■ Given exercise ■
Can you rewrite everything from the row containing "[locate] the dining" down to the end of the rows below, requests included, with each coordinate in the answers multiplied by 2.3 and rounded to a whole number (halves up), and give only those lines?

■ Records for the task ■
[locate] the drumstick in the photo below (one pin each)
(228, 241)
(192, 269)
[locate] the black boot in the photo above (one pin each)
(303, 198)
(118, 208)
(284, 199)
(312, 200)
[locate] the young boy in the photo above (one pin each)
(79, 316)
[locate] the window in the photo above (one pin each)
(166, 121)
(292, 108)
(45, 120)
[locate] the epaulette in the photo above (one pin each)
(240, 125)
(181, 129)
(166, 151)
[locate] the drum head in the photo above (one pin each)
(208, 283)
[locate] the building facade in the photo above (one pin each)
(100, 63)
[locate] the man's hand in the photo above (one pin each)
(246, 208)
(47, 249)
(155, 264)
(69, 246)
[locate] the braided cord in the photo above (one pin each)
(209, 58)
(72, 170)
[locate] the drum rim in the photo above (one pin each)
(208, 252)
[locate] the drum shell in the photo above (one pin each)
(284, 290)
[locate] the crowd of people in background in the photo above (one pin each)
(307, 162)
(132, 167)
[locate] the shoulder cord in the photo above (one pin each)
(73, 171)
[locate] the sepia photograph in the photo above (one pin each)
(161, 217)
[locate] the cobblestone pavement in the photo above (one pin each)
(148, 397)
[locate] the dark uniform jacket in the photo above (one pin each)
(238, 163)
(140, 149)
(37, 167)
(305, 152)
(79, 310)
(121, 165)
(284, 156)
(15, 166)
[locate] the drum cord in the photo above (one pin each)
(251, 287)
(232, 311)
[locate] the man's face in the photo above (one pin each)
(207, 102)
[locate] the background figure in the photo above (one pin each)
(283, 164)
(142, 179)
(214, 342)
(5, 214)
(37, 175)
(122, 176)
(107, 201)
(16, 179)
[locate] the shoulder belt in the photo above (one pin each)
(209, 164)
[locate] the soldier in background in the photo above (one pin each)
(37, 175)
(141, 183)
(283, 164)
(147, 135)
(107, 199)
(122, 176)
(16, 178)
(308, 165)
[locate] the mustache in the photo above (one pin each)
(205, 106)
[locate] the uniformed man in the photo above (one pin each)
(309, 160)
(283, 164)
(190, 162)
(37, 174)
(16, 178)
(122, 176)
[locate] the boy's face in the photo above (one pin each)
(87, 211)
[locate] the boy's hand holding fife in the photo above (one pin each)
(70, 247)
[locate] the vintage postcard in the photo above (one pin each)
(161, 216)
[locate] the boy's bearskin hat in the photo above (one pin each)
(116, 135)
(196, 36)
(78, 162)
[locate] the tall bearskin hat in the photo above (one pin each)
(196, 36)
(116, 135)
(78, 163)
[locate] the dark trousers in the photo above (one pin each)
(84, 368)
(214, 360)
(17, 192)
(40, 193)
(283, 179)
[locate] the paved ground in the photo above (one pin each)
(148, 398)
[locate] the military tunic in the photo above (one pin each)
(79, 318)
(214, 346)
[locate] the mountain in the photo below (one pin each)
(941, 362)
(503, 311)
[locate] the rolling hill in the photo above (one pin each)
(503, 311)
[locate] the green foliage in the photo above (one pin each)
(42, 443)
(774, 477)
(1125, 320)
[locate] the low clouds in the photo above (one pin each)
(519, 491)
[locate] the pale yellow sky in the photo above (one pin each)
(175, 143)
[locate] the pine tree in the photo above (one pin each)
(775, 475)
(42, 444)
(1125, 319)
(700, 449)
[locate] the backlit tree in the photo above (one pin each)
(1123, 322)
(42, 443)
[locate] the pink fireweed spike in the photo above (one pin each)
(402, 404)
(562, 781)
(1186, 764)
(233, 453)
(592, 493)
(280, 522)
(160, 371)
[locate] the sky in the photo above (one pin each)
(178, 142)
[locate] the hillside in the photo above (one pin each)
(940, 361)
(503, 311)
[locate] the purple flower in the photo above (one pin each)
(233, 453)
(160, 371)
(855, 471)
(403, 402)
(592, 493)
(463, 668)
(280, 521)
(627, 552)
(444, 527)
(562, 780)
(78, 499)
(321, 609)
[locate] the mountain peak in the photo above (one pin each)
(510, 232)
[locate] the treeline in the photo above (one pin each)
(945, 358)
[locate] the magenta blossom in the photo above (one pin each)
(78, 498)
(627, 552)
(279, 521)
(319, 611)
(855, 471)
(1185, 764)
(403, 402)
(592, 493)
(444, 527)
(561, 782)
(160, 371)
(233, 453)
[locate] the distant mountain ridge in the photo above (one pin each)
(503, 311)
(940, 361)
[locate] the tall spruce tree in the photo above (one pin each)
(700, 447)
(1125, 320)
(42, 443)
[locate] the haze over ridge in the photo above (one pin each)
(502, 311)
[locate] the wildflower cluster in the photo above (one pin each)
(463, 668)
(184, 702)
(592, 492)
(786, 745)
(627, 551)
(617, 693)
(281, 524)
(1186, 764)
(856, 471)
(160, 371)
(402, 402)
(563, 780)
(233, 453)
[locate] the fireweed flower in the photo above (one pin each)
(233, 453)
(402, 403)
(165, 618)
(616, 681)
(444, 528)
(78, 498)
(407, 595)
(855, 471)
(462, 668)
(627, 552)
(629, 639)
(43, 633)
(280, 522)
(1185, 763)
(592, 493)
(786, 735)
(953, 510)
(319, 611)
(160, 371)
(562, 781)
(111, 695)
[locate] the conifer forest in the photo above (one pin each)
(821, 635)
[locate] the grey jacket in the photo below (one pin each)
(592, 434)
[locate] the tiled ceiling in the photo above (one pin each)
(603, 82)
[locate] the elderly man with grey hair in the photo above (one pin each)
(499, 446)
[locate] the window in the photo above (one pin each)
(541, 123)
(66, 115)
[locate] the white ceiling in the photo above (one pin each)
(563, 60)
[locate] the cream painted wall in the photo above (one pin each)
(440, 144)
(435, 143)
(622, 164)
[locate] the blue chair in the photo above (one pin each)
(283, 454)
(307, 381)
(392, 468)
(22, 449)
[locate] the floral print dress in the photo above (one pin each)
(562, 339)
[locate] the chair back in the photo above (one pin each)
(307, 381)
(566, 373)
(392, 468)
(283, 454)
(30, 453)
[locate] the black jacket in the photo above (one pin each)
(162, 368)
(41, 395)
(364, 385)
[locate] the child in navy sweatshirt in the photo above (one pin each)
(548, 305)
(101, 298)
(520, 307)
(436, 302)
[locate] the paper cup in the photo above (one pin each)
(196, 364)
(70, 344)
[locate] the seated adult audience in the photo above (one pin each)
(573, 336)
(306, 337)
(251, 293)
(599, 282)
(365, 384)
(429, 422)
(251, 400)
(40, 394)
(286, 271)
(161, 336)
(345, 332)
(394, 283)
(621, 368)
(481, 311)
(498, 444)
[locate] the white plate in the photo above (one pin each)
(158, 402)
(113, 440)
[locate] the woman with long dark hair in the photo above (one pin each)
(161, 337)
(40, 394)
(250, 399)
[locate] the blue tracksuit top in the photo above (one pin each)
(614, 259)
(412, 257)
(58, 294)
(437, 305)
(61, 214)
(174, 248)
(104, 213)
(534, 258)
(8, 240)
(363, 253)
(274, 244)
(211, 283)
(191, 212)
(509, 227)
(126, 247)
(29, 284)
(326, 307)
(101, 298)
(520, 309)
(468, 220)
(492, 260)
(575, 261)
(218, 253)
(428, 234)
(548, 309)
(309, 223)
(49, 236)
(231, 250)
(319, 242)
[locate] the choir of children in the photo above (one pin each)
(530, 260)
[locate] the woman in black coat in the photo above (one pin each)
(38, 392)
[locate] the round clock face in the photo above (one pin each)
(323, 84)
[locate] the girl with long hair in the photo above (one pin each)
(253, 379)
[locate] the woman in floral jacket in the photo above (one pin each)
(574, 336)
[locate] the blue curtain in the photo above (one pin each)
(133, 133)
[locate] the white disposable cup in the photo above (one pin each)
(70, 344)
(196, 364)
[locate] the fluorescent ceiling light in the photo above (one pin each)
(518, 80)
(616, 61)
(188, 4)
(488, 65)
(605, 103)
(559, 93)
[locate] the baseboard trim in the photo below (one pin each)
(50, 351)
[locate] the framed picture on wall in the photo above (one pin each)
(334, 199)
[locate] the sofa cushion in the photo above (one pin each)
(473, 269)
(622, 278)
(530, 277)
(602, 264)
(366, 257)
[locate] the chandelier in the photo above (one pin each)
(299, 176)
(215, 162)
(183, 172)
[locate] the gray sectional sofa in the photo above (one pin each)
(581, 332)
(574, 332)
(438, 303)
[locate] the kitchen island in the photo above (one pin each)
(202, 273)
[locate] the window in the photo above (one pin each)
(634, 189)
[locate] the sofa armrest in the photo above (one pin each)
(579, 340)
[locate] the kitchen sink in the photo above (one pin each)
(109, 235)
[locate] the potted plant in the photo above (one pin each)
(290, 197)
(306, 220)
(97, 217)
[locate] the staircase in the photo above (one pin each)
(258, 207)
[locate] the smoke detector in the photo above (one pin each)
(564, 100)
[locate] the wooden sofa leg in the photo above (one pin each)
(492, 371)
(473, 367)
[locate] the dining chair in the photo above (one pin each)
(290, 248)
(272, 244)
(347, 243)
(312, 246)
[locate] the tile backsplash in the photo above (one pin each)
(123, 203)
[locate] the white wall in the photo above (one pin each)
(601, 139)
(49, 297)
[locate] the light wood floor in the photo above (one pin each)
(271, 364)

■ Solved problem ■
[locate] the dining chair in the photo above (one pin each)
(667, 570)
(626, 561)
(798, 559)
(718, 566)
[locate] the tile backsplash in the photo above (one pin each)
(283, 467)
[locate] the white wall in the photo above (one pin each)
(1382, 320)
(113, 683)
[locate] the light wood floor in the photo above (one pin each)
(623, 837)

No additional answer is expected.